◆ **PROBLEM DESCRIPTION**:
How many lines in the rows below contain the string "grip"? Reply with the number alone.

◆ **ENTRIES PROVIDED**:

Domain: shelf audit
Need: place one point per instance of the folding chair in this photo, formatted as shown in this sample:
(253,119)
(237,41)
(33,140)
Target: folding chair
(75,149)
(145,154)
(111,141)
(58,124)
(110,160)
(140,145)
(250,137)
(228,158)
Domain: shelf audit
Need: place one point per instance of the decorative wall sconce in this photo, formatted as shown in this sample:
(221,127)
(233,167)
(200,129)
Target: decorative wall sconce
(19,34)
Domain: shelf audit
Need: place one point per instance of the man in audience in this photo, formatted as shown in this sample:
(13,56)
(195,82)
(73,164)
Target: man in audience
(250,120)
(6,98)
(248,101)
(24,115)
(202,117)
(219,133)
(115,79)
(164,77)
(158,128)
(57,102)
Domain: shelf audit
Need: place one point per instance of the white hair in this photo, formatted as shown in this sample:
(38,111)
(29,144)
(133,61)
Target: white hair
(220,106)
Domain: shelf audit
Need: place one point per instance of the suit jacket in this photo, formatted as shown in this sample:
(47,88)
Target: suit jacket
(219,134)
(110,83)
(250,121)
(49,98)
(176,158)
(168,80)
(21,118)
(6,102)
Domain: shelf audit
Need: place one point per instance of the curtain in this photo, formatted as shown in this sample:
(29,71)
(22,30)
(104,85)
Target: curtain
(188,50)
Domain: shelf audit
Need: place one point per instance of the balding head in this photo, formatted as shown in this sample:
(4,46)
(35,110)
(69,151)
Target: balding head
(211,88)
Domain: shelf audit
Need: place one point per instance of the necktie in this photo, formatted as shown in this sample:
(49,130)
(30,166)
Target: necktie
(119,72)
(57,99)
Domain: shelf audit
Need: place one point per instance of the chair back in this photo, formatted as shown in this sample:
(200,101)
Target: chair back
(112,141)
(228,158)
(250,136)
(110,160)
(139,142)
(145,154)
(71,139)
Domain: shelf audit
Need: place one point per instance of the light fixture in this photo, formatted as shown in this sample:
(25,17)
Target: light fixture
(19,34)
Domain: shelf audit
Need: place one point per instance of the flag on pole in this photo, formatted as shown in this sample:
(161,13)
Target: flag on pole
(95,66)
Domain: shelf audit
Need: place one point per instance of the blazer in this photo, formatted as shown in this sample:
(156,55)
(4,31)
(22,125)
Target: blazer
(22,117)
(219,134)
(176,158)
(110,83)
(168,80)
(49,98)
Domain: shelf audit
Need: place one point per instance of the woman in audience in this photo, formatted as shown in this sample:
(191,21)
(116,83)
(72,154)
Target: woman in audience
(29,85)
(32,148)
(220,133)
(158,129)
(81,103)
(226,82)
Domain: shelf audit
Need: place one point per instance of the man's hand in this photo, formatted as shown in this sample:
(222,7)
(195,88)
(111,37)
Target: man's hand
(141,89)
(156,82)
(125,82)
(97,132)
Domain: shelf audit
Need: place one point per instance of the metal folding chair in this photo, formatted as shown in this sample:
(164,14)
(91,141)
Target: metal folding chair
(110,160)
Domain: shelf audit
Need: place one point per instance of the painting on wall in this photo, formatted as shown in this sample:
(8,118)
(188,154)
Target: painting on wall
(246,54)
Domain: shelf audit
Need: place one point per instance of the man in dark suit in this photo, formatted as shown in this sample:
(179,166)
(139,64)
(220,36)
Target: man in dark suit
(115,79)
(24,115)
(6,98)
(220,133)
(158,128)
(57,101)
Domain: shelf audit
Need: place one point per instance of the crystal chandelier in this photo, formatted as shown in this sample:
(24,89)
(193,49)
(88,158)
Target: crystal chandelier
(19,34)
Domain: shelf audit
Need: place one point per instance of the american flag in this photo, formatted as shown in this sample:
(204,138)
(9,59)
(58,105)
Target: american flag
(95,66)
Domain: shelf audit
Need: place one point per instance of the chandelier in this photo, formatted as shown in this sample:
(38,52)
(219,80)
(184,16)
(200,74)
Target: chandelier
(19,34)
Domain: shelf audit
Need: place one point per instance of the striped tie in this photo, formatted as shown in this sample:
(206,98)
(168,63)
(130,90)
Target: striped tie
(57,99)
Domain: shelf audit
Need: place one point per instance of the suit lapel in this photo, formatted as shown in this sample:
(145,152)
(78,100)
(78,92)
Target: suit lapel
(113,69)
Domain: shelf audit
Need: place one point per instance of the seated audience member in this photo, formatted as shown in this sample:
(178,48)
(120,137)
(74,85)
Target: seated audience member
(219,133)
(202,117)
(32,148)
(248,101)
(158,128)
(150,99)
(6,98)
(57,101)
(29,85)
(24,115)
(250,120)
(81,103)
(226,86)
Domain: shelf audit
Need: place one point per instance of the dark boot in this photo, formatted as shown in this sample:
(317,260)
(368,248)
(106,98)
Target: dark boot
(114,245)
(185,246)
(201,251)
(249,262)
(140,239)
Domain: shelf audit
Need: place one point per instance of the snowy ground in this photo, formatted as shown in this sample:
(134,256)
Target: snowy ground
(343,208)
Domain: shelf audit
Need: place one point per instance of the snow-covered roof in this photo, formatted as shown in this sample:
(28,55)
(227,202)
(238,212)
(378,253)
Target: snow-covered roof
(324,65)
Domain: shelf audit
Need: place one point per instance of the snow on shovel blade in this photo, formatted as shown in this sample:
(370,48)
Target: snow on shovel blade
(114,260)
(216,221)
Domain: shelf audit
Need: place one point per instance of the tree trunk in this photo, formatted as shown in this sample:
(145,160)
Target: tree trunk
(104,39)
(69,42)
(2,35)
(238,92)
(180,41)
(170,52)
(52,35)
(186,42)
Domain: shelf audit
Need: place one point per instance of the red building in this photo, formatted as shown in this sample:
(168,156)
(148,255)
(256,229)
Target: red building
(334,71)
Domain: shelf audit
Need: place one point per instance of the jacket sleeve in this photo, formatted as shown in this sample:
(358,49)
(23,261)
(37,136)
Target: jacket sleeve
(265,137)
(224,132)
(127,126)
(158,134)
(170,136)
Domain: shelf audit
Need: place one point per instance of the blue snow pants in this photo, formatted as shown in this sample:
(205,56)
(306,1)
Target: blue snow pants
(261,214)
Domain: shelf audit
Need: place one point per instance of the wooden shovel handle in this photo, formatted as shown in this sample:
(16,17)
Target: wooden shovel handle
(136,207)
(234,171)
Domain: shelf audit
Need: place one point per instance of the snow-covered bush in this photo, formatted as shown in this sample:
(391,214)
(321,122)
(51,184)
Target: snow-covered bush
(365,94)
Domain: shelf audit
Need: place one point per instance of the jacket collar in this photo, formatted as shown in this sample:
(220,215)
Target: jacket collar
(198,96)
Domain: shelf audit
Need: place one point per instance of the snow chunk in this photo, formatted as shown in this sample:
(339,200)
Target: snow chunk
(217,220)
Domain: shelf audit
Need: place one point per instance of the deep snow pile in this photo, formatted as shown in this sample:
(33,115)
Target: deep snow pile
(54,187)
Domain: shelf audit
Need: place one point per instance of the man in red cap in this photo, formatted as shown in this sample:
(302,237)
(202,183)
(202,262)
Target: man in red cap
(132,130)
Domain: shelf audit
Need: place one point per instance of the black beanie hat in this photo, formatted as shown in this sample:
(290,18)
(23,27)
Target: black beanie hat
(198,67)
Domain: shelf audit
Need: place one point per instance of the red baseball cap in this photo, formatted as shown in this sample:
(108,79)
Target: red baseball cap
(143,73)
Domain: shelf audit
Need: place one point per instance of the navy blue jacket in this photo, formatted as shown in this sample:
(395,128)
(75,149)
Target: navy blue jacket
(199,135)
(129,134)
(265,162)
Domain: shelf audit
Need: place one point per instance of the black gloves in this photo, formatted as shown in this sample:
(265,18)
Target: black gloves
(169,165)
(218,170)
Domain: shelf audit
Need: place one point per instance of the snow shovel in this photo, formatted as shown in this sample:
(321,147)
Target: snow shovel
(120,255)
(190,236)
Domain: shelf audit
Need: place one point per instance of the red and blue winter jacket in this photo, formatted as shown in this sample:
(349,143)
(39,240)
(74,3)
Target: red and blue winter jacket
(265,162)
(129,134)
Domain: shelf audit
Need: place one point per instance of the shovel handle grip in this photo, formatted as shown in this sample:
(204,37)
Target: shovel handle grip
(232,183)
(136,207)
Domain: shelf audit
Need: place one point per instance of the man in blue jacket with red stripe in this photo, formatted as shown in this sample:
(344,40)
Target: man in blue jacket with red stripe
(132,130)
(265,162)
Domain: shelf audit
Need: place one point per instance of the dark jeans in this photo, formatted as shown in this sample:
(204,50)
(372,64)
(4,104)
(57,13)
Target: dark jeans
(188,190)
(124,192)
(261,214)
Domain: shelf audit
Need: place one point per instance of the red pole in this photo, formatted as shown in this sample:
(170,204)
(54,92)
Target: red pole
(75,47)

◆ **EXERCISE OUTPUT**:
2